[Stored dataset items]
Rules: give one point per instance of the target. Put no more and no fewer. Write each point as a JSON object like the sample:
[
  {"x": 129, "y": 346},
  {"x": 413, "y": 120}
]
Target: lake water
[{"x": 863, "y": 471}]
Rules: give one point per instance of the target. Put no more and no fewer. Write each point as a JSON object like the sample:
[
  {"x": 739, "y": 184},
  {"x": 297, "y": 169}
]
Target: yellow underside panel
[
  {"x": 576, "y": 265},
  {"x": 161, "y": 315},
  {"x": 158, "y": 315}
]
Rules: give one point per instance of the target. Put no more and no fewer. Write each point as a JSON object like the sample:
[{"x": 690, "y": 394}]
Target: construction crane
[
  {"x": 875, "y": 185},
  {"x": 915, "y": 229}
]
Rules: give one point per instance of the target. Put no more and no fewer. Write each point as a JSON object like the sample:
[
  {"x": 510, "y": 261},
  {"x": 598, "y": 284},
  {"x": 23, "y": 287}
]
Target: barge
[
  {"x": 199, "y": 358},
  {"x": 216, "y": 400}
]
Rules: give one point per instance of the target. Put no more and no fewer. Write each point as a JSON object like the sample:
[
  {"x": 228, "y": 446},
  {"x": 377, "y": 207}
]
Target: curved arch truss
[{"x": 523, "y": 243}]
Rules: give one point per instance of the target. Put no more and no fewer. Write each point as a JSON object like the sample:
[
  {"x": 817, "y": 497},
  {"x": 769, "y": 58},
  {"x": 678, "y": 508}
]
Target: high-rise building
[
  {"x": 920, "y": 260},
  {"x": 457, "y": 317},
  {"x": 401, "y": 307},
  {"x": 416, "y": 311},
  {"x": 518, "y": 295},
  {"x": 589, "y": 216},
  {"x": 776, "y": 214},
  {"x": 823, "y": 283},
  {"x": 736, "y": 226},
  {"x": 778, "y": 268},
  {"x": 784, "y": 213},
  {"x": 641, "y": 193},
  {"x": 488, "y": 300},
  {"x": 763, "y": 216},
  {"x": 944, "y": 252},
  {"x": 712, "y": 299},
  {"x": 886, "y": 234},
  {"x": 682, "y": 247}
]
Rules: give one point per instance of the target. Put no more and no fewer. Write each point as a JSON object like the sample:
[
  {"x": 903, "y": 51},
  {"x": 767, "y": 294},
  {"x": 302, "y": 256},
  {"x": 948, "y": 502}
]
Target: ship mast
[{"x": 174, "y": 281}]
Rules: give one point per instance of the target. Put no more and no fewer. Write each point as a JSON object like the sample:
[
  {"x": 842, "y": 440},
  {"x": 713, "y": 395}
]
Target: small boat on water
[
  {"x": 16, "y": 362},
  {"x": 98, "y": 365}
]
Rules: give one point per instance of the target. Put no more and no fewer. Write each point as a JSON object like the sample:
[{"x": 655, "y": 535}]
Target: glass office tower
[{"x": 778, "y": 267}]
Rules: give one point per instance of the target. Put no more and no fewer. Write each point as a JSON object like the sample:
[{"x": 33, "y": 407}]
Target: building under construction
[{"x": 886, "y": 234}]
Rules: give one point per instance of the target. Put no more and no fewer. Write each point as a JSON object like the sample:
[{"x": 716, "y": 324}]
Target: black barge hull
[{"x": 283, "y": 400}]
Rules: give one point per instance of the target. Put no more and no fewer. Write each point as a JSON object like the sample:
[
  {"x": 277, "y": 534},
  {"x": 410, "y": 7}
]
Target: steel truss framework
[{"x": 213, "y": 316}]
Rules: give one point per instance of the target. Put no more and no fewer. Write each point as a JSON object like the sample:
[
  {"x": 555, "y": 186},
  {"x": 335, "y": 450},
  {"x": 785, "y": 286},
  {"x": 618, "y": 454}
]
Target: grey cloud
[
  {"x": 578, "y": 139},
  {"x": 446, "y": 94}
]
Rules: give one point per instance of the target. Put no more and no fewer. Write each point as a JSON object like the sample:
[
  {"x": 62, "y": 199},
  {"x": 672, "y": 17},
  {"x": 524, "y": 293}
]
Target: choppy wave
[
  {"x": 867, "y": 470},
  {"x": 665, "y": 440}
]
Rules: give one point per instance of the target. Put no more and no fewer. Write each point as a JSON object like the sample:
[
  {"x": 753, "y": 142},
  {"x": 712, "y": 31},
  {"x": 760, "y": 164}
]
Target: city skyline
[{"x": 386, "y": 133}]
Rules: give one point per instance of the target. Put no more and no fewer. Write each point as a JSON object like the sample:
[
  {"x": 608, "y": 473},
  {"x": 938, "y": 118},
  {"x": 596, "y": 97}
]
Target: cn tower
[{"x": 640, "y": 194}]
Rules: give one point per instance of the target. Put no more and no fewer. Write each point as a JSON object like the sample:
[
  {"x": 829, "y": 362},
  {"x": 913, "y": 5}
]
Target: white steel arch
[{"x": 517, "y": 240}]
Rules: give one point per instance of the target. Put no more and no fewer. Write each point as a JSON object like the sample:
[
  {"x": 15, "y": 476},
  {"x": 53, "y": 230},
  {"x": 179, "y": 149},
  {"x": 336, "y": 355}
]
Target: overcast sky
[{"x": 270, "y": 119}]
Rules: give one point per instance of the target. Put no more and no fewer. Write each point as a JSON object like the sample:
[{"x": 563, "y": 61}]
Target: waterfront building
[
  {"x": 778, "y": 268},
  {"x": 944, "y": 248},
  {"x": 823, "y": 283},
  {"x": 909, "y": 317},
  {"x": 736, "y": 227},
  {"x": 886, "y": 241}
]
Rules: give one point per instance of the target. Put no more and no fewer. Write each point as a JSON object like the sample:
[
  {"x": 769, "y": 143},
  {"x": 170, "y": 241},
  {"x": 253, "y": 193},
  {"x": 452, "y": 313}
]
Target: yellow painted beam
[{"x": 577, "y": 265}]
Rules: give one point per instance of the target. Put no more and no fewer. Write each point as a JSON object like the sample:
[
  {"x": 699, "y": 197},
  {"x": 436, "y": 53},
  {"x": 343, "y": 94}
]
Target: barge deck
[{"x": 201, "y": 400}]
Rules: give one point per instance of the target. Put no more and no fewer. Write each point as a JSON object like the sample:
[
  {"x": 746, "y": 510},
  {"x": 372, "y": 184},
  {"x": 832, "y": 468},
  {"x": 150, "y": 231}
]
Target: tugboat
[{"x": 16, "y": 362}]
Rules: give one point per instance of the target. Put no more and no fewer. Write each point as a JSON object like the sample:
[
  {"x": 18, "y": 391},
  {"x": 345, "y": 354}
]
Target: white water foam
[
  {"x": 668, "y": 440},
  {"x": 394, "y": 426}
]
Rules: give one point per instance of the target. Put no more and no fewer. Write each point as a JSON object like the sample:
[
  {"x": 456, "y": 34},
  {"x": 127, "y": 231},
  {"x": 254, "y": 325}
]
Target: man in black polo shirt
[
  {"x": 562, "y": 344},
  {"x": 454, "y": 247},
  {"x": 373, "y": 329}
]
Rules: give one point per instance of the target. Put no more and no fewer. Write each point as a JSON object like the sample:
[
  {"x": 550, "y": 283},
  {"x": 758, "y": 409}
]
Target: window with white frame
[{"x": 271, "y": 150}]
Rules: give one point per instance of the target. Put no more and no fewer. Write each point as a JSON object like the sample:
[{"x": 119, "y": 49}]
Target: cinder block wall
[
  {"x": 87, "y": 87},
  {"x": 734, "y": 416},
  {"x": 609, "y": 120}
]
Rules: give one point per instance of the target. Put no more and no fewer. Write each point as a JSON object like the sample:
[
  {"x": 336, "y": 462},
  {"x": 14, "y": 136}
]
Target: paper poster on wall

REQUEST: Write out all of the records once more, exactly.

ANSWER TO THIS PROBLEM:
Rules: give one point per instance of the target. Put no more and no fewer. Write each point as a JSON object like the sample:
[
  {"x": 129, "y": 346},
  {"x": 413, "y": 120}
]
Target: lake water
[{"x": 863, "y": 471}]
Rules: give one point per instance of the target. Put no more and no fewer. Write each point as a JSON object like the sample:
[
  {"x": 739, "y": 184},
  {"x": 297, "y": 169}
]
Target: yellow underside panel
[
  {"x": 576, "y": 265},
  {"x": 161, "y": 315},
  {"x": 158, "y": 315}
]
Rules: give one point per instance of the target. Put no more and no fewer. Write each point as a JSON object like the sample:
[{"x": 690, "y": 394}]
Target: construction crane
[
  {"x": 875, "y": 185},
  {"x": 915, "y": 229}
]
Rules: give one point per instance of the target. Put no more and no fewer. Write each point as a JSON object like the sample:
[
  {"x": 510, "y": 261},
  {"x": 598, "y": 284},
  {"x": 23, "y": 287}
]
Target: barge
[
  {"x": 199, "y": 358},
  {"x": 216, "y": 400}
]
Rules: give one point per instance of the target. Put no more and no fewer. Write each point as a JSON object like the sample:
[
  {"x": 228, "y": 446},
  {"x": 377, "y": 207}
]
Target: curved arch truss
[{"x": 523, "y": 243}]
Rules: give one point per instance of the target. Put no more and no fewer. Write each point as a JSON object like the sample:
[
  {"x": 817, "y": 497},
  {"x": 769, "y": 58},
  {"x": 678, "y": 508}
]
Target: high-rise building
[
  {"x": 920, "y": 260},
  {"x": 457, "y": 317},
  {"x": 401, "y": 307},
  {"x": 416, "y": 311},
  {"x": 518, "y": 295},
  {"x": 589, "y": 216},
  {"x": 776, "y": 214},
  {"x": 823, "y": 283},
  {"x": 736, "y": 226},
  {"x": 778, "y": 268},
  {"x": 784, "y": 213},
  {"x": 641, "y": 193},
  {"x": 488, "y": 300},
  {"x": 763, "y": 216},
  {"x": 944, "y": 252},
  {"x": 712, "y": 299},
  {"x": 886, "y": 234},
  {"x": 682, "y": 247}
]
Rules: give one point per instance of the target. Put no more and no fewer. Write each point as a JSON object like the sample:
[
  {"x": 903, "y": 51},
  {"x": 767, "y": 294},
  {"x": 302, "y": 256},
  {"x": 948, "y": 502}
]
Target: ship mast
[{"x": 174, "y": 281}]
Rules: give one point per instance of the target. Put no more and no fewer. Write each point as a JSON object like the sample:
[
  {"x": 842, "y": 440},
  {"x": 713, "y": 395}
]
Target: small boat on water
[
  {"x": 16, "y": 362},
  {"x": 98, "y": 365}
]
Rules: give one point per instance of the target. Put no more and no fewer. Write each point as a JSON object like the sample:
[{"x": 655, "y": 535}]
Target: glass office tower
[{"x": 778, "y": 267}]
Rules: give one point per instance of the target. Put no more and no fewer. Write each point as a JSON object like the sample:
[{"x": 33, "y": 407}]
Target: building under construction
[{"x": 886, "y": 234}]
Rules: give one point per instance of the target. Put no more and no fewer. Write each point as a JSON object like the sample:
[{"x": 716, "y": 324}]
Target: black barge hull
[{"x": 283, "y": 400}]
Rules: give one point per instance of the target. Put no more and no fewer. Write each point as a JSON object like the sample:
[
  {"x": 277, "y": 534},
  {"x": 410, "y": 7}
]
Target: steel truss framework
[{"x": 213, "y": 316}]
Rules: give one point per instance of the target. Put no more and no fewer. Write each point as a JSON object like the sample:
[
  {"x": 555, "y": 186},
  {"x": 335, "y": 450},
  {"x": 785, "y": 286},
  {"x": 618, "y": 454}
]
Target: grey cloud
[
  {"x": 578, "y": 139},
  {"x": 446, "y": 94}
]
Rules: give one point per instance of the target. Put no more and no fewer. Write each point as a JSON object like the sample:
[
  {"x": 62, "y": 199},
  {"x": 672, "y": 17},
  {"x": 524, "y": 293}
]
Target: choppy wave
[
  {"x": 867, "y": 470},
  {"x": 665, "y": 440}
]
Rules: give one point per instance of the target. Put no more and no fewer. Write each point as a JSON object like the sample:
[
  {"x": 753, "y": 142},
  {"x": 712, "y": 31},
  {"x": 760, "y": 164}
]
Target: city skyline
[{"x": 386, "y": 133}]
Rules: give one point per instance of the target. Put no more and no fewer. Write each point as a JSON object like the sample:
[
  {"x": 608, "y": 473},
  {"x": 938, "y": 118},
  {"x": 596, "y": 97}
]
Target: cn tower
[{"x": 640, "y": 194}]
Rules: give one point per instance of the target. Put no more and no fewer. Write each point as a JSON object like the sample:
[
  {"x": 829, "y": 362},
  {"x": 913, "y": 5}
]
Target: white steel arch
[{"x": 517, "y": 240}]
Rules: give one point per instance of the target. Put no more and no fewer. Write each point as a JSON object like the sample:
[
  {"x": 15, "y": 476},
  {"x": 53, "y": 230},
  {"x": 179, "y": 149},
  {"x": 336, "y": 355}
]
Target: overcast sky
[{"x": 270, "y": 119}]
Rules: give one point per instance of the target. Put no more and no fewer. Write each point as a JSON object like the sample:
[{"x": 563, "y": 61}]
Target: waterfront building
[
  {"x": 778, "y": 268},
  {"x": 944, "y": 248},
  {"x": 823, "y": 283},
  {"x": 909, "y": 317},
  {"x": 736, "y": 227},
  {"x": 886, "y": 241}
]
Rules: give one point per instance of the target. Put no more and no fewer. Write each point as a JSON object like the sample:
[
  {"x": 769, "y": 143},
  {"x": 170, "y": 241},
  {"x": 253, "y": 193},
  {"x": 452, "y": 313}
]
Target: yellow painted beam
[{"x": 577, "y": 265}]
Rules: give one point per instance of the target. Put no more and no fewer. Write each point as a JSON object like the sample:
[
  {"x": 699, "y": 197},
  {"x": 436, "y": 53},
  {"x": 343, "y": 94}
]
Target: barge deck
[{"x": 201, "y": 400}]
Rules: give one point per instance of the target. Put no more and no fewer. Write each point as a JSON object like the sample:
[
  {"x": 746, "y": 510},
  {"x": 372, "y": 184},
  {"x": 832, "y": 468},
  {"x": 150, "y": 231}
]
Target: tugboat
[{"x": 16, "y": 362}]
Rules: give one point per instance of the target. Put no more and no fewer. Write each point as a JSON object like the sample:
[
  {"x": 18, "y": 391},
  {"x": 345, "y": 354}
]
Target: white water foam
[
  {"x": 668, "y": 440},
  {"x": 394, "y": 426}
]
Rules: give one point per instance of the target. Put no more and no fewer. Write each point as a JSON object like the sample:
[
  {"x": 456, "y": 34},
  {"x": 127, "y": 231},
  {"x": 254, "y": 325}
]
Target: man in black polo shirt
[
  {"x": 562, "y": 344},
  {"x": 454, "y": 247},
  {"x": 373, "y": 329}
]
Rules: give one point per instance of the target. Put no more and no fewer. Write each point as a JSON object like the sample:
[
  {"x": 550, "y": 283},
  {"x": 758, "y": 409}
]
Target: window with white frame
[{"x": 271, "y": 150}]
Rules: give one point per instance of the target. Put no more and no fewer. Write each point as a JSON object like the sample:
[{"x": 119, "y": 49}]
Target: cinder block wall
[
  {"x": 87, "y": 87},
  {"x": 734, "y": 416},
  {"x": 609, "y": 120}
]
Rules: give one point per instance of the target. Put no more and no fewer. Write each point as a JSON object like the sample:
[
  {"x": 336, "y": 462},
  {"x": 14, "y": 136}
]
Target: paper poster on wall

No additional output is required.